Dr. Horsager evaluated Becky and has asked for another MRI to be performed to see where lung development is at. This will provide us with a better gauge of what to expect survival wise, and immediately after delivery. This is to occur on 10/25 (be on the lookout for some more of the really cool pictures).
Becky's inducement date is still scheduled for November 14th at Parkland.
****Baby Shower****
Becky and I have received many questions regarding when this will be. We decided that we will forgo the customary baby shower at this point. Since JJ can be in the hospital for several months, it will be best if we hold off and have a coming home shower for him. In lieu of that many of Becky's friends are doing a house cleaning party for us. This will be November 9 from 1pm -5pm. Everyone is more than welcome to attend.

### Entries supplied

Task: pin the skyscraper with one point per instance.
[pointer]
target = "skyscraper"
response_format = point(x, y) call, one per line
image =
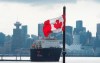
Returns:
point(2, 39)
point(69, 36)
point(40, 30)
point(98, 30)
point(17, 37)
point(79, 27)
point(24, 36)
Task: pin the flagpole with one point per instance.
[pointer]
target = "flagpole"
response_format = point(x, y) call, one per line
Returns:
point(64, 16)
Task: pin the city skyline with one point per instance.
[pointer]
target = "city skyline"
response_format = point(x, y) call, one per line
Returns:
point(32, 13)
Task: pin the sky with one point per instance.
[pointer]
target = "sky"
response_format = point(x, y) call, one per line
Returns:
point(33, 12)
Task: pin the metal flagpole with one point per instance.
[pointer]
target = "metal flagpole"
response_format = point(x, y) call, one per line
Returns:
point(64, 16)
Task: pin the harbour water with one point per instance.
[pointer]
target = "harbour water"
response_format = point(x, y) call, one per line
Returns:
point(68, 60)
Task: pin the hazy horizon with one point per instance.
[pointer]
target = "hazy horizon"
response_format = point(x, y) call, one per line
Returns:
point(33, 12)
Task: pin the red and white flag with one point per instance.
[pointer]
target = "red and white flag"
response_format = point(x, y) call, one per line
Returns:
point(54, 25)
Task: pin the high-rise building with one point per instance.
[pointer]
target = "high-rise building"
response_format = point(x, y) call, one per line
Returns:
point(24, 35)
point(79, 27)
point(17, 37)
point(69, 36)
point(40, 30)
point(2, 39)
point(79, 24)
point(98, 30)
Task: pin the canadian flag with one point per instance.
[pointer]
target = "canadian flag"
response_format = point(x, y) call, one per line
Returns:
point(54, 25)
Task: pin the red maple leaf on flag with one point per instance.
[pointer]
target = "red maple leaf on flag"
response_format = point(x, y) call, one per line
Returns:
point(57, 24)
point(47, 28)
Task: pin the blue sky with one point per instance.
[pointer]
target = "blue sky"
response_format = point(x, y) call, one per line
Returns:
point(32, 12)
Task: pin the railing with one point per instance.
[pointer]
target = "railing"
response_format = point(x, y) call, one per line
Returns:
point(14, 57)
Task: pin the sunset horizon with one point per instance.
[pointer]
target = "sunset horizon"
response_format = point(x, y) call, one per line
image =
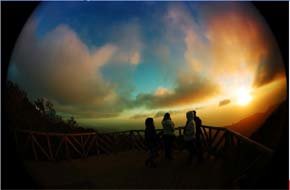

### Problems to solve
1. According to the pregnancy update, when will the house cleaning party take place?
2. Repeat, word for word, the part of the pregnancy update that opens with the words containing "Becky's inducement date" and closes with "welcome to attend.".

### Results in order
1. November 9, from 1pm to 5pm.

2.
Becky's inducement date is still scheduled for November 14th at Parkland.
****Baby Shower****
Becky and I have received many questions regarding when this will be. We decided that we will forgo the customary baby shower at this point. Since JJ can be in the hospital for several months, it will be best if we hold off and have a coming home shower for him. In lieu of that many of Becky's friends are doing a house cleaning party for us. This will be November 9 from 1pm -5pm. Everyone is more than welcome to attend.